**DATASET EXCERPTS**
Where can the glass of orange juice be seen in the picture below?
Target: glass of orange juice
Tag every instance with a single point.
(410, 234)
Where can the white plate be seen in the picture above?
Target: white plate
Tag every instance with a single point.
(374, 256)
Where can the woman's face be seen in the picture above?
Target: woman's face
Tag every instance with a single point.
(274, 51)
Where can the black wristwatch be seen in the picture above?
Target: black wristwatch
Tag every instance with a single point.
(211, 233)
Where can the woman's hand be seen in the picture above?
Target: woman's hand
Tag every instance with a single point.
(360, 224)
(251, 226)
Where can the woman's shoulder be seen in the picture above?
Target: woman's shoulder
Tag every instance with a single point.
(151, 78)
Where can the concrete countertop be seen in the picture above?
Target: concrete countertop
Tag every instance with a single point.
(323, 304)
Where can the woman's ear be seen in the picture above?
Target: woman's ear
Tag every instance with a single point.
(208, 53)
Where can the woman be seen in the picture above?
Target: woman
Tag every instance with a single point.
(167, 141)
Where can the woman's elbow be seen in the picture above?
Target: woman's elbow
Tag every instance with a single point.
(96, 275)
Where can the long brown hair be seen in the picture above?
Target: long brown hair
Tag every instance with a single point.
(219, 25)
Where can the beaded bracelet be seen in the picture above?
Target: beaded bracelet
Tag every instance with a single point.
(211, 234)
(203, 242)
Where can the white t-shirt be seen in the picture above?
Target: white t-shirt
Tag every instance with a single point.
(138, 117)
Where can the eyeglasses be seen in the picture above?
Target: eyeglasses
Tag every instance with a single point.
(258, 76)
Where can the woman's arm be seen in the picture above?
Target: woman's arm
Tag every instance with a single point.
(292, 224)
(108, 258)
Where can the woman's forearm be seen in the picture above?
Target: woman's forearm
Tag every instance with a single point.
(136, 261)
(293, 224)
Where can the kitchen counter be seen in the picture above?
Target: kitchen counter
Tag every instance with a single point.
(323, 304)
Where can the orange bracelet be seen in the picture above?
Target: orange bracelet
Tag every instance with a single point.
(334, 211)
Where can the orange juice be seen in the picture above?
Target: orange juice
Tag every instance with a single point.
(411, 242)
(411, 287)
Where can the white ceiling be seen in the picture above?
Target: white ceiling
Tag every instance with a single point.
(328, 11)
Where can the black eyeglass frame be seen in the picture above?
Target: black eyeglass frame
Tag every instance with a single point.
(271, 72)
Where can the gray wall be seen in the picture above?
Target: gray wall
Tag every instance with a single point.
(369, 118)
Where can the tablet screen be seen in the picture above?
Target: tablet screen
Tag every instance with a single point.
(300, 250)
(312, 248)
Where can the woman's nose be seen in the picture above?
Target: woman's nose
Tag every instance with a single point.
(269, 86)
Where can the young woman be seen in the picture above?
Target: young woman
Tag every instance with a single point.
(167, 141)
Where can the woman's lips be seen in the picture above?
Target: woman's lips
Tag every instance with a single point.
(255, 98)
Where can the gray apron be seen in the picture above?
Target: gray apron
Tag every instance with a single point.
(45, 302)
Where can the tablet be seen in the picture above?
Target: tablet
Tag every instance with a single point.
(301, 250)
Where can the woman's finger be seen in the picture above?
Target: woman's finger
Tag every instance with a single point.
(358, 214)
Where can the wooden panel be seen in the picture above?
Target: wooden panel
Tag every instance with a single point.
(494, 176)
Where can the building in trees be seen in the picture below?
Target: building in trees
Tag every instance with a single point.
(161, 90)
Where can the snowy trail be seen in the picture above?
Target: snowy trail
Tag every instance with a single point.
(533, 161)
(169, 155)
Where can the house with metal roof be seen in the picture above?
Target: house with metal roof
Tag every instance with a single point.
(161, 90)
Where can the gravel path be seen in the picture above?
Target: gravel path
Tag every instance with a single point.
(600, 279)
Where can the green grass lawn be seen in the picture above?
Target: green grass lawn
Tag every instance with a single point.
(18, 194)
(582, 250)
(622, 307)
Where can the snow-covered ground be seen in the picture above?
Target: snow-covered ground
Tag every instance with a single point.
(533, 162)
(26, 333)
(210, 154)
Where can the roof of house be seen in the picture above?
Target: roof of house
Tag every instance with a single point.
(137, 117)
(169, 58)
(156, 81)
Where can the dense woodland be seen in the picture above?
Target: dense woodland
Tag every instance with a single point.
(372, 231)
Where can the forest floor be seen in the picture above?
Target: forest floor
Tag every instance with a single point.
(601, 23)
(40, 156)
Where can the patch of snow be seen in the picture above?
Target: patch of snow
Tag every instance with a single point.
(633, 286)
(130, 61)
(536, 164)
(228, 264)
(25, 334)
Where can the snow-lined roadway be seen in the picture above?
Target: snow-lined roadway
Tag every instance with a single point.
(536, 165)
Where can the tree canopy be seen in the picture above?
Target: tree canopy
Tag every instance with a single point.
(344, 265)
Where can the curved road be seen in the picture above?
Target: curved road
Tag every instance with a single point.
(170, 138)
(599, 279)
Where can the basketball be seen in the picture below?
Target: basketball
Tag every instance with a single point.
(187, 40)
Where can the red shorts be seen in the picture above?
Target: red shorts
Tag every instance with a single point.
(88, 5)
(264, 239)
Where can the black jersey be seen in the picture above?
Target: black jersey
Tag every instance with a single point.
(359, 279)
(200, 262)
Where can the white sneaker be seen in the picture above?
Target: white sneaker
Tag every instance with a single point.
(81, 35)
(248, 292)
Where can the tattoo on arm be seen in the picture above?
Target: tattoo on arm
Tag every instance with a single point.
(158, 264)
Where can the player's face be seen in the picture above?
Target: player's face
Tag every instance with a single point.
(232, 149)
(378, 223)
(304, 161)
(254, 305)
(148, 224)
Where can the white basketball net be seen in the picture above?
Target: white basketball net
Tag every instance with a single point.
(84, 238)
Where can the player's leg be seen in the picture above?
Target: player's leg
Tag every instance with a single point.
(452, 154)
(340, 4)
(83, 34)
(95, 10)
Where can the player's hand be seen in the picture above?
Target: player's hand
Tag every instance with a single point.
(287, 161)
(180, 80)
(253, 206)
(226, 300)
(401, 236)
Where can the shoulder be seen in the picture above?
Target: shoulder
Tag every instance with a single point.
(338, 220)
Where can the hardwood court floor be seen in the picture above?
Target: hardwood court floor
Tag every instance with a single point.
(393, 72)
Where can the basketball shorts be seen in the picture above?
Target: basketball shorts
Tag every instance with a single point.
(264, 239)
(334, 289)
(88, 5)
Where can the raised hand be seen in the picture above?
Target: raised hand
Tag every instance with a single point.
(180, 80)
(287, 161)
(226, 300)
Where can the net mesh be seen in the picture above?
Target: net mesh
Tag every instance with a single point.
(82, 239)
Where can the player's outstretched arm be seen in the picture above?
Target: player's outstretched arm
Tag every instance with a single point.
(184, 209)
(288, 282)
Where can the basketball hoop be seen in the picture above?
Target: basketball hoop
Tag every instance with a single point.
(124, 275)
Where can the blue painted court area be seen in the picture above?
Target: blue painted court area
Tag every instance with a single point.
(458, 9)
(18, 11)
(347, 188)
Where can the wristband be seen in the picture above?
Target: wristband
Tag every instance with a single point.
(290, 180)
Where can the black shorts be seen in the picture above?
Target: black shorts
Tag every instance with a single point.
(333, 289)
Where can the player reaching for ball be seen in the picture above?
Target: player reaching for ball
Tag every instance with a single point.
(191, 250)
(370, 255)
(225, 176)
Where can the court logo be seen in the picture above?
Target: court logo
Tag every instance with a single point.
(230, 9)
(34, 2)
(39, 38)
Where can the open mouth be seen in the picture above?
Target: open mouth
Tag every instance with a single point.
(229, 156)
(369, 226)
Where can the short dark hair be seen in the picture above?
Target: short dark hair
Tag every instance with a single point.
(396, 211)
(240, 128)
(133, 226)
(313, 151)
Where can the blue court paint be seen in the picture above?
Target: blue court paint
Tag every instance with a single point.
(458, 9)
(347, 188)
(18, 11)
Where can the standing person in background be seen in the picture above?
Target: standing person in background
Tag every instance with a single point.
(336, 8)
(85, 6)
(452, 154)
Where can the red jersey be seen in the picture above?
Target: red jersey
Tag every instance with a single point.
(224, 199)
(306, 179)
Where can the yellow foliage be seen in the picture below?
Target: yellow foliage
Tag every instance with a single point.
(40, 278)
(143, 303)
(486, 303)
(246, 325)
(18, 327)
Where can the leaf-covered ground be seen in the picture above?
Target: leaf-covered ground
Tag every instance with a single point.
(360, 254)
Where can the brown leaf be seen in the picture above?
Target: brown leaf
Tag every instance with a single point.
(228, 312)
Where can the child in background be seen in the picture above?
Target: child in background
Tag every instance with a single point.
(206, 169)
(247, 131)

**DO THIS**
Convert the lines above, from the line containing "Where can the brown" through the last line of the items, into a Markdown table with columns Row and Line. Number each line, and leave out any blank lines.

**FINAL RESULT**
| Row | Line |
|---|---|
| 1 | Where can the brown leaf be seen in the picture above? |
| 2 | Target: brown leaf |
| 3 | Tag every instance with a single point. |
| 4 | (228, 312) |
| 5 | Where can the child in background be seen in the picture above? |
| 6 | Target: child in background |
| 7 | Tag every instance with a single point. |
| 8 | (206, 169) |
| 9 | (247, 131) |